───── Study text

That has become the rallying cry of many of America's public-school teachers, who have staged walkouts and marches on six state capitols this year. From Arizona to Oklahoma, in states blue, red and purple, teachers have risen up to demand increases in salaries, benefits and funding for public education. Their outrage has struck a chord, reviving a national debate over the role and value of teachers and the future of public education.
For many teachers, this year's uprising is decades in the making. The country's roughly 3.2 million full-time public-school teachers (kindergarten through high school) are experiencing some of the worst wage stagnation of any profession, earning less on average, in inflation-?adjusted dollars, than they did in 1990, according to Department of Education (DOE) data.
Meanwhile, the pay gap between teachers and other comparably educated professionals is now the largest on record. In 1994, public-school teachers in the U.S. earned 1.8% less per week than comparable workers, according to the Economic Policy Institute (EPI), a left-leaning think tank. By last year, they made 18.7% less. The situation is particularly grim in states such as Oklahoma, where teachers' inflation-adjusted salaries actually decreased by about $8,000 in the last decade, to an average of $45,245 in 2016, according to DOE data. In Arizona, teachers' average inflation-adjusted annual wages are down $5,000.

──────────
───── Raw data

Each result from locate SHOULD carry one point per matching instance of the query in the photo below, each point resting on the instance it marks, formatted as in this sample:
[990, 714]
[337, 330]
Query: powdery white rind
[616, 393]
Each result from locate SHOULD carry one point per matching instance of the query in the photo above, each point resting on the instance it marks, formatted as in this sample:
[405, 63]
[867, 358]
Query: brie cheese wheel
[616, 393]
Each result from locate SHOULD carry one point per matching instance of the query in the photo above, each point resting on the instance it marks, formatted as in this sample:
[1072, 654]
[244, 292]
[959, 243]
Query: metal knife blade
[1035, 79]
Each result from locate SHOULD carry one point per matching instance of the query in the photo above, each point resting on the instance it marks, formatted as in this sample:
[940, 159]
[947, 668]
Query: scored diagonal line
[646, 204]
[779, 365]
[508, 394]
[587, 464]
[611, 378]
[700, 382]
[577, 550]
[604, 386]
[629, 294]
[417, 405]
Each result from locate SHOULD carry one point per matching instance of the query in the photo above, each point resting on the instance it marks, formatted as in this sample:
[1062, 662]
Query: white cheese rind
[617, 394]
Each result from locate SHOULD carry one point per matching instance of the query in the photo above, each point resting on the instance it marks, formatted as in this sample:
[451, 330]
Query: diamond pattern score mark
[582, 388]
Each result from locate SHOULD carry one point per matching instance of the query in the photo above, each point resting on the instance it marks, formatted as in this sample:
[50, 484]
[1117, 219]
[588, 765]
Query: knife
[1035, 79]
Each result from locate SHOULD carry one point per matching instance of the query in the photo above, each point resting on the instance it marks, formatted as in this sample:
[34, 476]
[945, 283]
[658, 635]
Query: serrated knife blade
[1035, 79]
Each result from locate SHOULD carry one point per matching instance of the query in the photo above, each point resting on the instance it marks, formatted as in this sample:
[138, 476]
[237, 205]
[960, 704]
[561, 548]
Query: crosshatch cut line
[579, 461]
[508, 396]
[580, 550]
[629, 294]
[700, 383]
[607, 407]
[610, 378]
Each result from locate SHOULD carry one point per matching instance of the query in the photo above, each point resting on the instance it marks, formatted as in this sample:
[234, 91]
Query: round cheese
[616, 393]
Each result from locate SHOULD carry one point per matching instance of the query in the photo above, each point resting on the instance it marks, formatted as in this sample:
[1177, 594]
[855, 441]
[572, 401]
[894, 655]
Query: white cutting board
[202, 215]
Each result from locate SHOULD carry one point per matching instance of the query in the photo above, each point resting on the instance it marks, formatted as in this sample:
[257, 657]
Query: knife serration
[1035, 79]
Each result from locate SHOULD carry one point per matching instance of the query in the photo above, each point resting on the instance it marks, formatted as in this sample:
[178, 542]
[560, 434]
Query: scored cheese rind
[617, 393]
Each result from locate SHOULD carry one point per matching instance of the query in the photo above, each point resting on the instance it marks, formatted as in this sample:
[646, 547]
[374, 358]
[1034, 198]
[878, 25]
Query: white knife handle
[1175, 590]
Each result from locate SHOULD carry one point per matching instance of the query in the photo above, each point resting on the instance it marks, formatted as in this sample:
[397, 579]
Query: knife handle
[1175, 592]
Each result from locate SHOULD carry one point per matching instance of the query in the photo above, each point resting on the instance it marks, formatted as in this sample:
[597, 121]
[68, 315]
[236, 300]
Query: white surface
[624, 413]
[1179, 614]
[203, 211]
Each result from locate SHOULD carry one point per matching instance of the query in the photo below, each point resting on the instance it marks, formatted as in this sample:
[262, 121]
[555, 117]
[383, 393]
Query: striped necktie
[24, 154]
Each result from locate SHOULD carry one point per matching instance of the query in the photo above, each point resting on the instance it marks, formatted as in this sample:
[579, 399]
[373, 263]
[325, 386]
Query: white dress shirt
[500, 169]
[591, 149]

──────────

▶ _Task statement_: List every dollar amount that the teacher-pay text gives.

▶ _Response area_: $8,000, $45,245, $5,000